EXERCISE DETAILS: From the data below, copy each line that includes the word "sticker".

EXTRACTED DATA:
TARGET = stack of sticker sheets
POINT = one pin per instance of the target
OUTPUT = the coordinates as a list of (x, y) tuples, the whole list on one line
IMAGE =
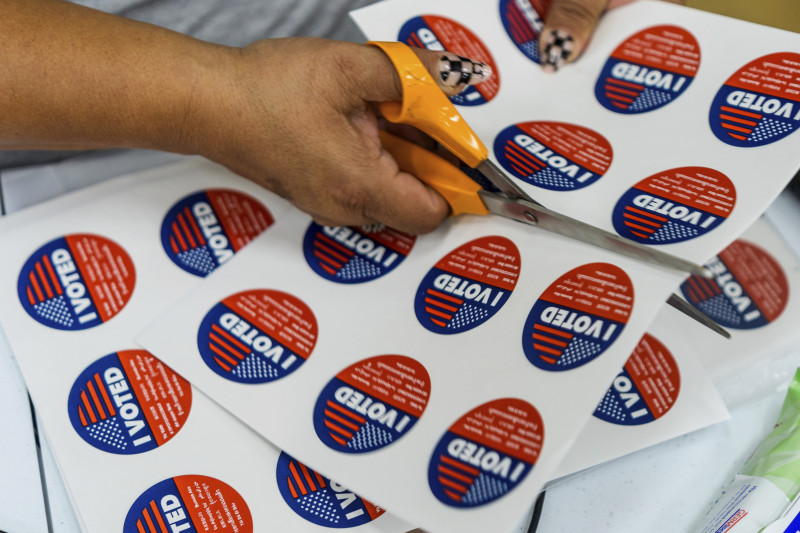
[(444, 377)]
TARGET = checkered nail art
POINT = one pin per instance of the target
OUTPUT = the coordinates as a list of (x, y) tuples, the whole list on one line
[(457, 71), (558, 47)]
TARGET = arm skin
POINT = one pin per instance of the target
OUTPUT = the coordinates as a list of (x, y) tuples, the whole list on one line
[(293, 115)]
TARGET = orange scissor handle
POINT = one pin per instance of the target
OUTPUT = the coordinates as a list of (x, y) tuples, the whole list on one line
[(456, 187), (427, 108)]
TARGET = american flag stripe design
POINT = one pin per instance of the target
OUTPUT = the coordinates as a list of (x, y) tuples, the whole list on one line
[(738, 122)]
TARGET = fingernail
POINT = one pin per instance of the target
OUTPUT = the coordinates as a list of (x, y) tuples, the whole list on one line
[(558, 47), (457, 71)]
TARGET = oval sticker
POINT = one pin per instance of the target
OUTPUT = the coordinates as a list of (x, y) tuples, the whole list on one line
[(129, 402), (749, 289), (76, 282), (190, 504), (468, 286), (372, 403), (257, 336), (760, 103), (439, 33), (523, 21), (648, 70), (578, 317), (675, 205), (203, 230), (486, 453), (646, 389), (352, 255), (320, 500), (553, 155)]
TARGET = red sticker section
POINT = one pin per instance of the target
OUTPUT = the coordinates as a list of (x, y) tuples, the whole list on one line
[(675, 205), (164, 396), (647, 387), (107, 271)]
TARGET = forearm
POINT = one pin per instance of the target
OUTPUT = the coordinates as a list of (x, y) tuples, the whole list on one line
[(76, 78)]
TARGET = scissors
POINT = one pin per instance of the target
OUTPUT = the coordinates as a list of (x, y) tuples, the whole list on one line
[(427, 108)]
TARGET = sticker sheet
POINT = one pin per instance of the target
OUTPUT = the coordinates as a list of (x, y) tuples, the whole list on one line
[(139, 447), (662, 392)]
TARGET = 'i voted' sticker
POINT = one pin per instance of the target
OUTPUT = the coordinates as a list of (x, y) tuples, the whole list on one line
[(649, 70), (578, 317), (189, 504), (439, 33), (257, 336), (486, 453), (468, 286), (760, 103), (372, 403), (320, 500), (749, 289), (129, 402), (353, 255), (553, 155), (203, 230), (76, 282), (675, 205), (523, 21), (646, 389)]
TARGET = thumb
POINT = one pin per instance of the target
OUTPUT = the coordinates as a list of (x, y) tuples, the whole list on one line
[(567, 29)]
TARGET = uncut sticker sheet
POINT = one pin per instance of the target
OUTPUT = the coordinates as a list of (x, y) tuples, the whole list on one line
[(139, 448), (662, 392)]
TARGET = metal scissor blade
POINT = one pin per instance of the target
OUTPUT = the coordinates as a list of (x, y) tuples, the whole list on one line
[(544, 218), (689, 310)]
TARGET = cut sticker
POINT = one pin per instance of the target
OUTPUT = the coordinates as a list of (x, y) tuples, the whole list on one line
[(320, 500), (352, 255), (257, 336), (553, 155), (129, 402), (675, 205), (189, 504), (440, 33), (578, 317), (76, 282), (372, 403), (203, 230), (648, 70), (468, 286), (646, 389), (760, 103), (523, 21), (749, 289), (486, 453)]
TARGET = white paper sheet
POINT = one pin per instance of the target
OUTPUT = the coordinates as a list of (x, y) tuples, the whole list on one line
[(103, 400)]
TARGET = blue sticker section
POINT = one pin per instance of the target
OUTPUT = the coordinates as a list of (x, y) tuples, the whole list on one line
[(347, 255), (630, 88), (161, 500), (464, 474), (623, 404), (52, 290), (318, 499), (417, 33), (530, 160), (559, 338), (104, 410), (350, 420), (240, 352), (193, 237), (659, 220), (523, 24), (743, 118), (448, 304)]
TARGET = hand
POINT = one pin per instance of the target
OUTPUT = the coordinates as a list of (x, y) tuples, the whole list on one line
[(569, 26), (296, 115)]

REPLY TO THE EXERCISE:
TARGET = stack of sticker sheets
TARGET = oval sticker
TARGET = red sticker section
TARGET = sticker sheet
TARGET = 'i voted' sticker
TARGET = uncut sticker sheet
TARGET = cut sticker
TARGET = blue sticker section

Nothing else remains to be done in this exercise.